Contour labeling entries:

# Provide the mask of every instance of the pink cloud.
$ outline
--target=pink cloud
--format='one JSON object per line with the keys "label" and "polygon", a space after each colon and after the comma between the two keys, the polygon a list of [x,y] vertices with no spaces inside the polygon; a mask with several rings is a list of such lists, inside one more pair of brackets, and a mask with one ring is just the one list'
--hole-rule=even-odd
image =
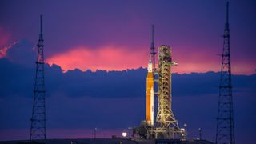
{"label": "pink cloud", "polygon": [[[91,49],[79,46],[46,59],[46,62],[59,65],[64,71],[80,69],[82,70],[123,70],[146,67],[149,58],[146,49],[131,50],[126,47],[106,46]],[[203,73],[207,71],[220,71],[221,57],[216,51],[184,51],[194,50],[191,47],[173,49],[173,60],[178,61],[178,66],[173,67],[174,73],[184,74],[191,72]],[[213,49],[214,50],[214,49]],[[158,59],[158,58],[157,58]],[[246,60],[232,61],[232,73],[242,74],[254,74],[255,65]]]}
{"label": "pink cloud", "polygon": [[118,46],[99,49],[80,46],[54,55],[47,58],[46,62],[59,65],[64,70],[76,68],[82,70],[123,70],[146,66],[147,59],[146,50],[131,51]]}

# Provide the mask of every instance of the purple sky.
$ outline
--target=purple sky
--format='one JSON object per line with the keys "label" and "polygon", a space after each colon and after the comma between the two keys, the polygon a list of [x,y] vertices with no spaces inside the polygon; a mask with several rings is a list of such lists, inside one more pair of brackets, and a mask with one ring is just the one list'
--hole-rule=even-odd
{"label": "purple sky", "polygon": [[[94,127],[120,134],[139,125],[146,71],[68,70],[146,66],[154,24],[156,47],[173,48],[179,65],[174,72],[219,71],[225,7],[224,0],[0,1],[0,140],[28,138],[41,14],[46,61],[67,71],[56,65],[46,68],[49,138],[69,138],[70,133],[84,138]],[[254,141],[256,127],[255,7],[254,0],[230,2],[235,134],[247,143]],[[214,141],[219,74],[174,75],[173,106],[180,126],[188,123],[190,138],[202,127],[203,137]]]}
{"label": "purple sky", "polygon": [[[255,6],[253,0],[230,2],[234,74],[255,72]],[[0,13],[1,47],[20,39],[36,43],[42,14],[46,62],[65,70],[146,66],[151,24],[155,26],[156,47],[173,47],[173,57],[179,62],[174,72],[220,69],[217,54],[222,53],[223,42],[224,0],[10,0],[1,1]]]}

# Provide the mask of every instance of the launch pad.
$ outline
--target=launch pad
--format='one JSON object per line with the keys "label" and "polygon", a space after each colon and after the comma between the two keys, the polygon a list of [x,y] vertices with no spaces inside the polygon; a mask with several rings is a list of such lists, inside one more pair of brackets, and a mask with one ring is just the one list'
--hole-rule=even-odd
{"label": "launch pad", "polygon": [[[172,60],[170,47],[162,45],[158,48],[158,66],[156,68],[153,26],[150,50],[146,78],[146,120],[142,122],[140,127],[134,128],[134,134],[143,139],[186,140],[186,130],[178,126],[171,107],[171,68],[178,63]],[[157,106],[154,106],[154,97],[158,99]],[[154,121],[155,107],[158,111]]]}

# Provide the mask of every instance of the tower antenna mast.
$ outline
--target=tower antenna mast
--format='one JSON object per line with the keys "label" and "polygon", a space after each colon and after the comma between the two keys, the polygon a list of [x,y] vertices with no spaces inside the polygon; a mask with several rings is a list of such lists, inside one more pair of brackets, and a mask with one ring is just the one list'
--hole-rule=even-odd
{"label": "tower antenna mast", "polygon": [[153,57],[151,58],[153,60],[153,73],[155,72],[155,54],[156,53],[154,52],[154,25],[152,25],[151,27],[151,46],[150,46],[150,55]]}
{"label": "tower antenna mast", "polygon": [[229,2],[226,2],[226,21],[225,24],[223,38],[224,44],[222,54],[221,81],[219,85],[215,143],[234,144],[230,46]]}
{"label": "tower antenna mast", "polygon": [[36,60],[36,74],[34,89],[30,140],[46,139],[44,55],[42,37],[42,15],[40,15],[40,34]]}

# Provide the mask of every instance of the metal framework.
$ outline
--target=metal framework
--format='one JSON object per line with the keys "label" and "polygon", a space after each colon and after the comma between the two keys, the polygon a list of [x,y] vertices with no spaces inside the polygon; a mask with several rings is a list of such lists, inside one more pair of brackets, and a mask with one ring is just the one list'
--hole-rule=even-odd
{"label": "metal framework", "polygon": [[38,44],[38,58],[36,60],[36,76],[34,89],[32,118],[30,118],[30,140],[46,139],[46,91],[42,20],[42,15],[40,15],[40,34]]}
{"label": "metal framework", "polygon": [[230,52],[229,2],[226,2],[226,22],[222,54],[221,82],[219,85],[217,133],[215,142],[234,144],[231,67]]}
{"label": "metal framework", "polygon": [[150,46],[150,55],[153,58],[153,73],[155,71],[155,54],[156,52],[154,52],[154,25],[152,25],[152,30],[151,30],[151,46]]}
{"label": "metal framework", "polygon": [[174,127],[179,130],[178,122],[171,110],[171,66],[177,65],[172,61],[170,47],[162,45],[158,51],[158,104],[157,126]]}

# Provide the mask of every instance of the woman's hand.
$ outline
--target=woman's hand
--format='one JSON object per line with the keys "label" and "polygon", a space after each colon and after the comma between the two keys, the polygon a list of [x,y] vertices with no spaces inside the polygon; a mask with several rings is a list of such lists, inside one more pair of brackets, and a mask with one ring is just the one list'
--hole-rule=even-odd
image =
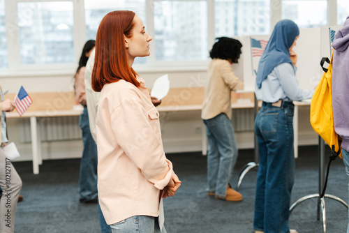
{"label": "woman's hand", "polygon": [[151,103],[155,107],[161,103],[161,100],[159,100],[157,98],[150,96],[150,98],[151,99]]}
{"label": "woman's hand", "polygon": [[12,112],[15,107],[15,103],[9,99],[1,102],[3,112]]}
{"label": "woman's hand", "polygon": [[168,186],[163,189],[163,197],[166,198],[167,197],[173,197],[181,186],[181,181],[179,181],[177,174],[173,172],[171,180],[168,183]]}
{"label": "woman's hand", "polygon": [[291,59],[293,66],[296,67],[297,56],[297,54],[293,50],[290,50],[290,58]]}

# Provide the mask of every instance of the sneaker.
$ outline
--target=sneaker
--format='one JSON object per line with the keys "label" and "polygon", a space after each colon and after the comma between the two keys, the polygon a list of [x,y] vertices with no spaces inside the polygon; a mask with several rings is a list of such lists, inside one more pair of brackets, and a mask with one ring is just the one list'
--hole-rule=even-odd
{"label": "sneaker", "polygon": [[230,202],[240,202],[242,201],[242,195],[240,193],[235,191],[234,189],[231,188],[227,188],[227,193],[225,195],[225,198],[221,198],[217,196],[215,196],[216,199],[225,200],[226,201]]}

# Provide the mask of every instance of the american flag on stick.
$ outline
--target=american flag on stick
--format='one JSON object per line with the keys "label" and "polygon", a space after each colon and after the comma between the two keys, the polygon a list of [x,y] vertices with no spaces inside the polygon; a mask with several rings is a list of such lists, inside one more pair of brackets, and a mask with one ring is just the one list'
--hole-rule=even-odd
{"label": "american flag on stick", "polygon": [[27,91],[22,86],[20,88],[18,93],[15,97],[15,105],[16,106],[16,110],[20,116],[23,115],[25,111],[29,107],[30,105],[33,103],[33,100],[28,95]]}
{"label": "american flag on stick", "polygon": [[264,50],[268,44],[267,40],[255,40],[251,38],[251,47],[252,47],[252,57],[262,57]]}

What to produce: Render the material above as a two-column CSV with the header columns "instruction" and "mask", giving one row per request. Place each request's full text and its answer in one quoted field apiece, replace line breaks with spaces, and omit the pictures.

Solution:
instruction,mask
"# Provide the mask of every instance of the pink cloud. $ outline --target=pink cloud --format='one JSON object per line with the keys ""label"" and ""polygon"", a space after each colon and after the comma between the two keys, the polygon a list of [x,y] vertices with no spaces inside the polygon; a mask with several rings is a list of such lists, inside one more pair of brackets, and a mask with one ring is just the one list' --hole-rule=even-odd image =","{""label"": ""pink cloud"", ""polygon"": [[[91,49],[79,46],[46,59],[46,62],[59,65],[64,71],[80,69],[82,70],[123,70],[146,67],[149,58],[146,49],[131,50],[126,47],[106,46]],[[203,73],[207,71],[220,71],[221,57],[216,51],[184,51],[194,50],[191,47],[173,49],[173,60],[178,61],[178,66],[173,67],[174,73],[184,74],[191,72]],[[213,49],[214,50],[214,49]],[[158,59],[158,58],[157,58]],[[246,60],[232,61],[232,73],[242,74],[254,74],[255,65]]]} {""label"": ""pink cloud"", ""polygon"": [[118,46],[99,49],[80,46],[54,55],[47,58],[46,62],[59,65],[64,70],[76,68],[82,70],[123,70],[146,66],[147,59],[146,50],[131,51]]}"
"# Provide the mask of every instance of the purple sky. $ outline --target=purple sky --format='one JSON object per line with the keys ""label"" and ""polygon"", a space after each colon and after the comma between the two keys, the polygon a list of [x,y] vertices with no spaces inside the polygon; a mask with several rings is a list of such lists, inside one more pair of brackets, and a mask with one ring is just the one list' --hole-rule=even-odd","{""label"": ""purple sky"", ""polygon"": [[[94,127],[120,134],[139,125],[146,71],[68,70],[146,66],[154,24],[156,47],[173,48],[179,65],[174,72],[219,71],[225,7],[224,0],[0,1],[0,140],[28,138],[41,14],[46,61],[67,71],[56,65],[46,68],[49,138],[69,138],[70,133],[84,138]],[[254,141],[256,127],[255,7],[254,0],[230,2],[235,134],[247,143]],[[214,141],[219,74],[174,75],[173,106],[180,126],[188,123],[190,138],[202,127],[203,137]]]} {""label"": ""purple sky"", ""polygon"": [[[255,6],[253,0],[230,2],[234,74],[255,72]],[[0,13],[1,47],[20,39],[36,43],[42,14],[46,62],[65,70],[146,66],[151,24],[155,26],[156,47],[173,47],[173,57],[179,62],[174,72],[220,69],[217,54],[222,53],[223,42],[224,0],[10,0],[1,1]]]}"
"# Provide the mask of every instance of the launch pad. $ outline --target=launch pad --format='one JSON object per line with the keys ""label"" and ""polygon"", a space after each colon and after the comma between the two keys, the polygon a list of [x,y] vertices with no spaces inside the polygon; a mask with several rings is a list of such lists, inside one more pair of brackets, and a mask with one ring is just the one list' --hole-rule=even-odd","{""label"": ""launch pad"", ""polygon"": [[[172,60],[170,47],[162,45],[158,48],[158,66],[156,68],[153,26],[150,50],[146,78],[146,120],[142,122],[140,127],[134,128],[134,134],[143,139],[186,140],[186,130],[178,126],[171,107],[171,68],[178,63]],[[157,106],[154,106],[154,97],[158,99]],[[154,121],[155,107],[158,111]]]}"
"# Provide the mask of every instance of the tower antenna mast. $ outline --target=tower antenna mast --format='one JSON object per line with the keys ""label"" and ""polygon"", a space after each colon and after the comma between the two keys, the polygon a list of [x,y] vertices with no spaces inside the polygon; a mask with several rings is a list of such lists, inside one more pair of brackets, and a mask with one ring is just the one list' --hole-rule=even-odd","{""label"": ""tower antenna mast"", ""polygon"": [[153,57],[151,58],[153,60],[153,73],[155,72],[155,54],[156,53],[154,52],[154,25],[152,25],[151,27],[151,46],[150,46],[150,55]]} {""label"": ""tower antenna mast"", ""polygon"": [[229,2],[226,2],[226,21],[225,24],[223,38],[224,44],[222,54],[221,81],[219,85],[215,143],[234,144],[230,46]]} {""label"": ""tower antenna mast"", ""polygon"": [[36,60],[36,74],[34,89],[30,140],[46,139],[44,55],[42,37],[42,15],[40,15],[40,34]]}"
"# Provide the mask of every instance of the metal framework. $ outline --target=metal framework --format='one JSON object per line with the keys ""label"" and ""polygon"", a space after each colon and after the comma between the two keys, the polygon a list of [x,y] vertices with no spaces inside the polygon; a mask with several rings is a list of such lists, inside one more pair of brackets, and a mask with one ring is just the one list' --hole-rule=even-odd","{""label"": ""metal framework"", ""polygon"": [[38,44],[38,58],[36,60],[36,76],[34,89],[32,118],[30,118],[30,140],[46,139],[46,91],[42,20],[42,15],[40,15],[40,34]]} {""label"": ""metal framework"", ""polygon"": [[230,52],[229,2],[226,2],[226,22],[222,54],[221,82],[219,85],[217,133],[215,142],[234,144],[231,67]]} {""label"": ""metal framework"", ""polygon"": [[150,46],[150,55],[153,58],[153,73],[155,71],[155,54],[156,52],[154,52],[154,25],[152,25],[152,30],[151,30],[151,46]]} {""label"": ""metal framework"", ""polygon"": [[174,127],[179,130],[178,122],[171,110],[171,66],[177,65],[172,61],[170,47],[162,45],[158,51],[158,104],[157,126]]}"
"# Provide the mask of every instance of the woman's hand. $ outline --target=woman's hand --format='one JSON object per line with the keys ""label"" and ""polygon"", a space after each colon and after the comma between the two keys, the polygon a list of [x,y] vertices with no spaces inside the polygon; a mask with several rings is a list of such lists, inside one more pair of brackets, and a mask with one ring is just the one list' --hole-rule=even-odd image =","{""label"": ""woman's hand"", ""polygon"": [[151,103],[155,107],[161,103],[161,100],[159,100],[157,98],[150,96],[150,98],[151,99]]} {""label"": ""woman's hand"", ""polygon"": [[12,112],[15,107],[15,103],[9,99],[1,102],[3,112]]} {""label"": ""woman's hand"", ""polygon"": [[168,186],[163,189],[163,197],[166,198],[167,197],[173,197],[181,186],[181,181],[179,181],[177,174],[173,172],[171,180],[168,183]]} {""label"": ""woman's hand"", ""polygon"": [[291,59],[293,66],[296,67],[297,56],[297,54],[293,50],[290,50],[290,58]]}"
"# Provide the mask of every instance of the sneaker. $ outline --target=sneaker --format='one JSON object per line with the keys ""label"" and ""polygon"", a space after each colon and after the comma between the two keys, the polygon a list of [x,y] vertices with no spaces inside the polygon; a mask with several rings is a list of such lists, inside one more pair of brackets, and a mask with one ring is just the one list' --hole-rule=even-odd","{""label"": ""sneaker"", ""polygon"": [[230,202],[240,202],[242,201],[242,195],[240,193],[235,191],[234,189],[231,188],[227,188],[227,193],[225,195],[225,198],[221,198],[217,196],[215,196],[216,199],[225,200],[226,201]]}"
"# Provide the mask of every instance of the american flag on stick. $ outline --target=american flag on stick --format='one JSON object per line with the keys ""label"" and ""polygon"", a space after each colon and after the comma between the two keys, the polygon a list of [x,y] vertices with no spaces inside the polygon; a mask with several rings is a list of such lists, inside one more pair of brackets, and a mask with one ring is just the one list' --hole-rule=even-odd","{""label"": ""american flag on stick"", ""polygon"": [[27,91],[22,86],[20,88],[18,93],[15,97],[15,105],[16,106],[16,110],[20,116],[23,115],[25,111],[29,107],[30,105],[33,103],[33,100],[28,95]]} {""label"": ""american flag on stick"", ""polygon"": [[264,50],[268,44],[267,40],[255,40],[251,38],[251,47],[252,47],[252,57],[262,57]]}"